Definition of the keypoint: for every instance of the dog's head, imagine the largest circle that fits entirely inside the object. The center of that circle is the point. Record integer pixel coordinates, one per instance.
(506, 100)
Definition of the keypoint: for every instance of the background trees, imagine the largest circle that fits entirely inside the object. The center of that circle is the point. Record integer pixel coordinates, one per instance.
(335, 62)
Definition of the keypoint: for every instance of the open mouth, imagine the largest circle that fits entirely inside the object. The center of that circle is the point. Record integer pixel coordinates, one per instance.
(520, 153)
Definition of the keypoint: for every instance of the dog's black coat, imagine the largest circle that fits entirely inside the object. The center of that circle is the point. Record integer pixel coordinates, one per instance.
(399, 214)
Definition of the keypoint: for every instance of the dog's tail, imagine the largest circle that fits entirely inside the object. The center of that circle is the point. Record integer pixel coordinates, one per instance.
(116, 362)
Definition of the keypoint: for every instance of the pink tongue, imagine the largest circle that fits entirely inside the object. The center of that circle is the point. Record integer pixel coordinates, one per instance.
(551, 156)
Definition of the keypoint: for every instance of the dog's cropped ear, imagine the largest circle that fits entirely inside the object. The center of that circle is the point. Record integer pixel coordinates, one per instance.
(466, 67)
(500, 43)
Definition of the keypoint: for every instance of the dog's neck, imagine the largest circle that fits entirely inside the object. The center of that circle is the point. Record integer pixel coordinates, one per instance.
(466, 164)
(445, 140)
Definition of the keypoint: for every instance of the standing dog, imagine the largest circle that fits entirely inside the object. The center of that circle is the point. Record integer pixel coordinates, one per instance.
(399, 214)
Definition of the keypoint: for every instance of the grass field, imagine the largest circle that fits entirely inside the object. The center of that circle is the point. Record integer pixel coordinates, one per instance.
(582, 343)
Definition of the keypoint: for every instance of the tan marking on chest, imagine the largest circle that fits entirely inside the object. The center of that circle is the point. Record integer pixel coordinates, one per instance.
--*--
> _What this task involves_
The whole block of entries above should be repeated exactly.

> _Result of the exercise_
Definition of the keypoint: for every instance of the dog's head, imagine the largest circle that fits entirely inside the object. The center of that circle is the point. Record integer pixel coordinates, one per instance.
(506, 100)
Definition of the keypoint: for every instance of the background trees, imagine the largest circle that fits entirely inside the object. The center of that circle is the point. Record integer pixel coordinates, one per instance.
(335, 62)
Definition of the keypoint: for every instance of the open mouth, imagine the largest circle that fits entirely inside the object. The center of that circle is the point. Record integer pixel coordinates, one per instance.
(520, 153)
Definition of the keypoint: for every instance of the dog's black coat, imagine the largest circle that fits entirely inside the object. The center of that circle is the point. Record integer pixel coordinates, one per instance.
(399, 214)
Definition of the keypoint: for every instance of the dog's tail, imagine the largest circle that fits entirely inside the object. The center of that circle is the point. Record integer pixel coordinates, one per instance.
(116, 362)
Definition of the keypoint: for every instance of the pink tongue, imagine the largest circle that fits entirely inside the object. The center of that circle is the point. Record integer pixel coordinates, one per instance.
(551, 156)
Definition of the keypoint: for every instance of the dog's cropped ear, imagine the largest circle that fits entirely inside the object. The center of that circle is the point. Record integer pixel coordinates, one per instance.
(466, 67)
(500, 43)
Definition of the keypoint: for every instance of the dog's neck, imagine the largest circle that fits entirely inside the object. The center of that circle is the point. Record integer pixel coordinates, one per instance.
(466, 164)
(445, 140)
Definition of the keypoint: for every instance of the standing dog, imagine the largest circle that fits entirely inside the object. The center of that circle is the point. Record integer pixel coordinates, one per instance.
(399, 214)
Definition of the keypoint: for every instance of the grass field, imagine the largest circle that fits entirely inside the object. The center of that circle is the point. Record integer pixel coordinates, one per instance.
(582, 343)
Definition of the keypoint: for every instance of the tan marking on chest, imagine the largest circle that fits entirely inside the object. The center of that circle is the point. Record integer pixel coordinates, one per instance.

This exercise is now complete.